#### Stored records
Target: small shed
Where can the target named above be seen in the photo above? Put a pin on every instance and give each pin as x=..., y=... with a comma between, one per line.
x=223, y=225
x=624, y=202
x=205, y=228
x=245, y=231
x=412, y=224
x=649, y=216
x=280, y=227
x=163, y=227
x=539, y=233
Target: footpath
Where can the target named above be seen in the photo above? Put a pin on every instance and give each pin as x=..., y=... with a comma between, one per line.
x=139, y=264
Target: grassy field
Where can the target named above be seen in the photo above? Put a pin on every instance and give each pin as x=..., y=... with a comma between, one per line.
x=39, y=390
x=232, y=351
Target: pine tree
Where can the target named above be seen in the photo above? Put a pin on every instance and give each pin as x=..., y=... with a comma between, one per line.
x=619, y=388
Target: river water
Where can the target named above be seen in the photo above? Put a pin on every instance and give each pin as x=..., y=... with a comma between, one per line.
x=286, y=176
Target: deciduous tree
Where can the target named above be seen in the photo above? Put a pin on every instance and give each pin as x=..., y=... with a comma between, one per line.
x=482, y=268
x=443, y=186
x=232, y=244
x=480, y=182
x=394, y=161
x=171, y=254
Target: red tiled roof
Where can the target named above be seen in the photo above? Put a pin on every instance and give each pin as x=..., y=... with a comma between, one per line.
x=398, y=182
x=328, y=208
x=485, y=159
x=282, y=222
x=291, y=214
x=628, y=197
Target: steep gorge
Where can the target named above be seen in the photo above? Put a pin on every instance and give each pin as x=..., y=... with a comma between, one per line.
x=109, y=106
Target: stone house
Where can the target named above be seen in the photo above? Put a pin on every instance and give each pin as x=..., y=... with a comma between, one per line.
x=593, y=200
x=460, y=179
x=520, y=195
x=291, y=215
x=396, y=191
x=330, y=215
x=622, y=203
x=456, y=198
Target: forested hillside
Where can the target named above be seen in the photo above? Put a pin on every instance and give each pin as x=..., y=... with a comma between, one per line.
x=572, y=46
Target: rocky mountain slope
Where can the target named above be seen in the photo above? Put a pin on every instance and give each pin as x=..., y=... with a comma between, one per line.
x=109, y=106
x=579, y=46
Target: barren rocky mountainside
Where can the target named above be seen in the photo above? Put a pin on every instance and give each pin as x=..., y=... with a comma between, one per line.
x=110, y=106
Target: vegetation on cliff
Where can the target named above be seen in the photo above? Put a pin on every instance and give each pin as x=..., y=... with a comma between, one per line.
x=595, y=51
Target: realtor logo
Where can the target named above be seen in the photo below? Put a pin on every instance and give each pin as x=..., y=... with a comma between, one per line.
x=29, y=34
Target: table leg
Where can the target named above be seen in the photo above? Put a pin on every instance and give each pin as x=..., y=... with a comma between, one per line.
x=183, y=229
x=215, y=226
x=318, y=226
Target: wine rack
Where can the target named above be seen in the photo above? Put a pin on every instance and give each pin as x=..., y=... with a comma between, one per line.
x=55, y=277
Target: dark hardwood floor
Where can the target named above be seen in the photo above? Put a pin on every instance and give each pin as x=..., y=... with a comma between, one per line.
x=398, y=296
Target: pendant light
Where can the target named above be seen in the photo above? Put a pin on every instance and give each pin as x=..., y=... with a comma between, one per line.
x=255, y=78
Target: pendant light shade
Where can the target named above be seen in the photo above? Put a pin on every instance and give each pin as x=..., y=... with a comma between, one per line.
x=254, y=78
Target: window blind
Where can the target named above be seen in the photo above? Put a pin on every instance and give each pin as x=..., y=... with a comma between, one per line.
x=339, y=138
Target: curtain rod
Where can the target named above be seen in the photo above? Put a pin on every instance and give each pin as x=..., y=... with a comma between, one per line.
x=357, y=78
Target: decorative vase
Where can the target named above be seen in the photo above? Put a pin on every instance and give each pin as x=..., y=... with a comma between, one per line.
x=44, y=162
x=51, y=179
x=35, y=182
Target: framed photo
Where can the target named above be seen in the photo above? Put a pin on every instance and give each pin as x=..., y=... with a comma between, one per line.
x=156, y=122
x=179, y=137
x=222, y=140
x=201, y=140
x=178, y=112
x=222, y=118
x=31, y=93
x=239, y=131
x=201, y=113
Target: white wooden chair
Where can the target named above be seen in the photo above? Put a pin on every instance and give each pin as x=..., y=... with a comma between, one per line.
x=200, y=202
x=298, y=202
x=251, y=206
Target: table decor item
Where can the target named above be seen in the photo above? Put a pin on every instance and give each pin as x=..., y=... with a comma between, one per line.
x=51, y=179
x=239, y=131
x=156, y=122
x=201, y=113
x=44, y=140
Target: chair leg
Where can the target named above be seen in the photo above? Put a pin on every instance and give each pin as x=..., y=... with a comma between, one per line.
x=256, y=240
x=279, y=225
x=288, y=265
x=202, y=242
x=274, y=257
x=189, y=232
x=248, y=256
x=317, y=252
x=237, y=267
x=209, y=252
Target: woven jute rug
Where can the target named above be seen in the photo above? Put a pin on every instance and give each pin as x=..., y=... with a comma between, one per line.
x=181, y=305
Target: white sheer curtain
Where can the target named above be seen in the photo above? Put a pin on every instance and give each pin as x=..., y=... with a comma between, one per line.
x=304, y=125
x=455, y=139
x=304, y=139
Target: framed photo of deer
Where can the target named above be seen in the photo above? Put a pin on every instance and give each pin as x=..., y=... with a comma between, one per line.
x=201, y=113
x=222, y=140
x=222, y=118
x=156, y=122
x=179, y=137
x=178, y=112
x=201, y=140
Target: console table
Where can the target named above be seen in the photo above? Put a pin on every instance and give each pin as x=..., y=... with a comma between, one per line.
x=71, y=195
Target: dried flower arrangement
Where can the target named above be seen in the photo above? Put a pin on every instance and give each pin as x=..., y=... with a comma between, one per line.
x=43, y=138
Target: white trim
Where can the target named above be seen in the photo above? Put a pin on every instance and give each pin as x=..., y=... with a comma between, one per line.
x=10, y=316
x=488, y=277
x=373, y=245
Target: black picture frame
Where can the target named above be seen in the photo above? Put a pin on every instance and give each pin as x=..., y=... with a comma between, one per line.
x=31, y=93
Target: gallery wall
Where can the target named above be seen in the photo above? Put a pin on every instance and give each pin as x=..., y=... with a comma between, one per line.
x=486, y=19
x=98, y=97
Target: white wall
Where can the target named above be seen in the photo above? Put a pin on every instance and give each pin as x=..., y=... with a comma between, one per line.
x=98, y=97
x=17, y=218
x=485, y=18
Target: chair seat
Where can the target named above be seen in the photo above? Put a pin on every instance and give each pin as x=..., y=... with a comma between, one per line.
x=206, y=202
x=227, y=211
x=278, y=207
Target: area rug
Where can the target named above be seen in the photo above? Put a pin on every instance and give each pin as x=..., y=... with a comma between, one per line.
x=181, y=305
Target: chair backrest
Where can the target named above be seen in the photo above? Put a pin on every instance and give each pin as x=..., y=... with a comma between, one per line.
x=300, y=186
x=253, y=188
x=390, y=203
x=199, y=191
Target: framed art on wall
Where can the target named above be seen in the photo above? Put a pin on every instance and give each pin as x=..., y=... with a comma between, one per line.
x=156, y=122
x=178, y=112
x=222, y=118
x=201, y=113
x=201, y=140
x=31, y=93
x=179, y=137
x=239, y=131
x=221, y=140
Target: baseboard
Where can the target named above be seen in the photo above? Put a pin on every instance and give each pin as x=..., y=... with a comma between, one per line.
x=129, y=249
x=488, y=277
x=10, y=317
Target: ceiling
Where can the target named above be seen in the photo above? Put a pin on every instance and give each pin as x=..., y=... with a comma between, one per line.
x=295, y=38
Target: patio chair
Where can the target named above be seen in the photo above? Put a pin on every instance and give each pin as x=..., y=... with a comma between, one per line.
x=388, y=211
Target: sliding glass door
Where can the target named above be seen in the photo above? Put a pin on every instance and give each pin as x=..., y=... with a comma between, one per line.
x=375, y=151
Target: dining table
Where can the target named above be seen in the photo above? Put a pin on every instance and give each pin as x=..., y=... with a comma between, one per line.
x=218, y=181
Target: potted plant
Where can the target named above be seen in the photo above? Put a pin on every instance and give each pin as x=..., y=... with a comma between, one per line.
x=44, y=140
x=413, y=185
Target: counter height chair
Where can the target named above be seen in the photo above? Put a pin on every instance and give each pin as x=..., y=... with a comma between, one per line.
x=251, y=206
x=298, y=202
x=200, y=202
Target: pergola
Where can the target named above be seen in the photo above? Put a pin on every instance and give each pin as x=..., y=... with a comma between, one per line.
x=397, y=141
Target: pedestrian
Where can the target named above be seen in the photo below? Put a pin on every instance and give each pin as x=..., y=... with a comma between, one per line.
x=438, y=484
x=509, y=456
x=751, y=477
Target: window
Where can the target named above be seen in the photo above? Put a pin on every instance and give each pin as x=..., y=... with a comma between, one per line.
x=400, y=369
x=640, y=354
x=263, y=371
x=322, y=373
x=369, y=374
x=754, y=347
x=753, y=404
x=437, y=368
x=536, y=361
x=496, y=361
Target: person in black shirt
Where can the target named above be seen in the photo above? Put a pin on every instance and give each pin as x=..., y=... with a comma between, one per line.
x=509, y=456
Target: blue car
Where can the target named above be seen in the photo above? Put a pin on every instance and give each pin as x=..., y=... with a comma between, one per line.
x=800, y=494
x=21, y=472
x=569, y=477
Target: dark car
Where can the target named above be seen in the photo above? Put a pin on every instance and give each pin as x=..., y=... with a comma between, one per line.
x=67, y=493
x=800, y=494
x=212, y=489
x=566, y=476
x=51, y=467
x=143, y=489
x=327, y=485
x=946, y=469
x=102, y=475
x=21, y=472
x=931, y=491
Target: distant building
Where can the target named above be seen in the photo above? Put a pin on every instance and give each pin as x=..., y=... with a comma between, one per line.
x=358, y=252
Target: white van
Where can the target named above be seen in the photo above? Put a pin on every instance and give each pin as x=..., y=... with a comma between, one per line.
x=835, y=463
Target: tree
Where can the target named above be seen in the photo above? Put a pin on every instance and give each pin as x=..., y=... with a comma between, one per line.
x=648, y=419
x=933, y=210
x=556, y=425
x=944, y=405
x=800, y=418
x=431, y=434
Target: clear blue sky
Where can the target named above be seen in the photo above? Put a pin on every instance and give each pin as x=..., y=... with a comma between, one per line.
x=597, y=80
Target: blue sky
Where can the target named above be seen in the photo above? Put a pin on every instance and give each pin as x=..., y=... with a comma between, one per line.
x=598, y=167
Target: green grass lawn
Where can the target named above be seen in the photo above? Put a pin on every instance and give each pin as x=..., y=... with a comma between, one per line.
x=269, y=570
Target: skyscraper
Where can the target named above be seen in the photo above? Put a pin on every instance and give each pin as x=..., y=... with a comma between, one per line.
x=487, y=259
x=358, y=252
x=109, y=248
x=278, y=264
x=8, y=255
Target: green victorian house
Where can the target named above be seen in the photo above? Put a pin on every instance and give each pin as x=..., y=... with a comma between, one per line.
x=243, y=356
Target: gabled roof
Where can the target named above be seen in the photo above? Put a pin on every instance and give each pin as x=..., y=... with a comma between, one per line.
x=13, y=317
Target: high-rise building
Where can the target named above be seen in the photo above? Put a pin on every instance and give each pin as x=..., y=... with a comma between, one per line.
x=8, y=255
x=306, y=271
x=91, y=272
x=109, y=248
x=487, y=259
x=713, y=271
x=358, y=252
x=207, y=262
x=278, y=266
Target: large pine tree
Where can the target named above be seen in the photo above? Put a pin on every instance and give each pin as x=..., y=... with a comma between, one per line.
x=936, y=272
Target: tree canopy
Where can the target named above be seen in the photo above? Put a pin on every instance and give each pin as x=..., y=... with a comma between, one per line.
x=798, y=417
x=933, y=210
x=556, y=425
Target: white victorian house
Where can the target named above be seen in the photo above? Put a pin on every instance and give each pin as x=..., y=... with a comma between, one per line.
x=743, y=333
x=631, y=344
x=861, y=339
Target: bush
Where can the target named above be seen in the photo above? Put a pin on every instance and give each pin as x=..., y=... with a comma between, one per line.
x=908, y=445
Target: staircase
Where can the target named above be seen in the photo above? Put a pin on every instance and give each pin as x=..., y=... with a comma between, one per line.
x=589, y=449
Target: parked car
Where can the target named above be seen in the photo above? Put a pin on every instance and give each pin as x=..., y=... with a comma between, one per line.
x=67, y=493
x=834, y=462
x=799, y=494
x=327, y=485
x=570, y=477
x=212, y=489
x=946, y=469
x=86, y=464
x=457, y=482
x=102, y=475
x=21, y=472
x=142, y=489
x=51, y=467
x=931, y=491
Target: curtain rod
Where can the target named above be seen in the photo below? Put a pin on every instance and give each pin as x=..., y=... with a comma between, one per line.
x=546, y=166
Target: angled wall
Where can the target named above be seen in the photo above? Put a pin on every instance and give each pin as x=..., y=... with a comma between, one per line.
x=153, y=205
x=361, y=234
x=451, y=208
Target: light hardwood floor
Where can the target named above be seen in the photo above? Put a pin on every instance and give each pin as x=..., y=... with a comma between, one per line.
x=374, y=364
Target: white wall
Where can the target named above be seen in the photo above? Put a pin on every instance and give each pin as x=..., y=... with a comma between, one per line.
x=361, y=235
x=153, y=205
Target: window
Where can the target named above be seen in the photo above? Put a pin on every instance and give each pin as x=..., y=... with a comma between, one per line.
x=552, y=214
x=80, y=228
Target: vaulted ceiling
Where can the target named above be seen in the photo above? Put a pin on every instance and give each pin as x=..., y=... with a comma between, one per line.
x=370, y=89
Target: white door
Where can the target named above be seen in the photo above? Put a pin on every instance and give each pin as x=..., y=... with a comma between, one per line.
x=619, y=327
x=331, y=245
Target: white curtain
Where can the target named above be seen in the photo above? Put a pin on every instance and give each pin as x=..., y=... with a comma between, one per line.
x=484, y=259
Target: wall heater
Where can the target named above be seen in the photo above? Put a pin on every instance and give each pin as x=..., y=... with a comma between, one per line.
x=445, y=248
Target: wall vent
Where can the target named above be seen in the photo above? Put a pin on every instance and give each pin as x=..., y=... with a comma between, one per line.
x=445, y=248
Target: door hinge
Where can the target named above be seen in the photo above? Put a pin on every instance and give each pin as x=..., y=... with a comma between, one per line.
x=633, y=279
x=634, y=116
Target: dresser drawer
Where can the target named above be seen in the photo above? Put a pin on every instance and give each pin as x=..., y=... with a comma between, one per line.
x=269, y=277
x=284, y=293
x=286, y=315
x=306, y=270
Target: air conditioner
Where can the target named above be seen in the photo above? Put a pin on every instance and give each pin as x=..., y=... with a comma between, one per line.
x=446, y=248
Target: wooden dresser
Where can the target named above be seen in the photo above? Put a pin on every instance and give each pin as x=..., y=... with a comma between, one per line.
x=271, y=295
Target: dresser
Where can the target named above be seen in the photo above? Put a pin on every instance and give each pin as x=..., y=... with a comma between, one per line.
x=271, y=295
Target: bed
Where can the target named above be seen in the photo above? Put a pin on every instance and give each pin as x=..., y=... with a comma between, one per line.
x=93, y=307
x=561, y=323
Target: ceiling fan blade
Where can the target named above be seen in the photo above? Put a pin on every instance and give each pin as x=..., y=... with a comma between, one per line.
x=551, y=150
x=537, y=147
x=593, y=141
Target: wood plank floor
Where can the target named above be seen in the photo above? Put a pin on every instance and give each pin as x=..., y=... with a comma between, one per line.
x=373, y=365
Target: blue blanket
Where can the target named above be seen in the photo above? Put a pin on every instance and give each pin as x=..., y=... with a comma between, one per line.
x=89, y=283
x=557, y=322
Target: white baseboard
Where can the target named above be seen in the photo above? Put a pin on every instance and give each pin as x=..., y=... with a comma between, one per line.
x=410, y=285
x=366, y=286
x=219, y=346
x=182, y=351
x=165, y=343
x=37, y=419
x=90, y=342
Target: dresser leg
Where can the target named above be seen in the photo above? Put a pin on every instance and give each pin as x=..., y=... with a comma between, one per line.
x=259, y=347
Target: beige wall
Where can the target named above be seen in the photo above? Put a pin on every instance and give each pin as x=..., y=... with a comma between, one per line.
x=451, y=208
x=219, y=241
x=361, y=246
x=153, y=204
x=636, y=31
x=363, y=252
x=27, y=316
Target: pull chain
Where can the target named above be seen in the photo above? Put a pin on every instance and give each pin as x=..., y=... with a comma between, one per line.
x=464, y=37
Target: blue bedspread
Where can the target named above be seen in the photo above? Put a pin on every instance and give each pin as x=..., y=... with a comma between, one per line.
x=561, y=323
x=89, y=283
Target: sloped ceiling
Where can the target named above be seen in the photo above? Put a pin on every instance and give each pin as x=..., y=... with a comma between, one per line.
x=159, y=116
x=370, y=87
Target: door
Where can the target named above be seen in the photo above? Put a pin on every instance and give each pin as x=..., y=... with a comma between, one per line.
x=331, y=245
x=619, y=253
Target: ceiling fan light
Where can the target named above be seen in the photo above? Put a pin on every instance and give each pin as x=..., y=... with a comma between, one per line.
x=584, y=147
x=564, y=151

#### Prompt
Write out the stretch from the line containing "Target: wine rack" through the line containing "x=255, y=78" again, swapping "dark hardwood floor" for "gray carpet" and leaving everything else unchanged.

#### Task output
Target: wine rack
Where can the target named above be seen in the photo above? Put a pin on every instance and give each pin as x=..., y=... with a comma between, one per line.
x=55, y=277
Target: gray carpet
Where can the target named above be seen in the photo above? Put a pin on every instance and give each pin as x=..., y=... with a comma between, one per line.
x=398, y=296
Target: pendant light
Where can the target named above be seen in the photo above? Put a pin on every instance and give each pin as x=..., y=... with a comma between, one per line.
x=255, y=78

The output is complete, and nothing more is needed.